■ **Task item**:
Copy out the data that follows exactly, leaving out no line.

■ **Available records**:
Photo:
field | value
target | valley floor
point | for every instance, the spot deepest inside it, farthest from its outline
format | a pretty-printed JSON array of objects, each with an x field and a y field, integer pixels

■ **Reply**:
Photo:
field | value
target | valley floor
point | for every instance, the spot deepest inside it, farthest from its outline
format | a pretty-printed JSON array of objects, each with an x field and a y field, integer pixels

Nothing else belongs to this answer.